◆ WORK INSTRUCTIONS ◆
Format the lines below as a Markdown table with the columns "Row" and "Content", numbering each row and skipping blank lines.

◆ SUPPLIED ENTRIES ◆
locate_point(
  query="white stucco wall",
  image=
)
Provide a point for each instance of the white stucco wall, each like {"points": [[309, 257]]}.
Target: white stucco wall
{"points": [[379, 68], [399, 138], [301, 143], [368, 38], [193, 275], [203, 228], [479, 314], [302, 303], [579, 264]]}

◆ EXERCISE SOLUTION ◆
| Row | Content |
|---|---|
| 1 | locate_point( |
| 2 |   query="white stucco wall", |
| 3 |   image= |
| 4 | ) |
| 5 | Provide a point for each instance of the white stucco wall, each like {"points": [[309, 257]]}. |
| 6 | Target: white stucco wall |
| 7 | {"points": [[379, 68], [399, 138], [301, 143], [368, 38], [193, 275], [203, 228], [479, 314], [302, 303], [579, 264]]} |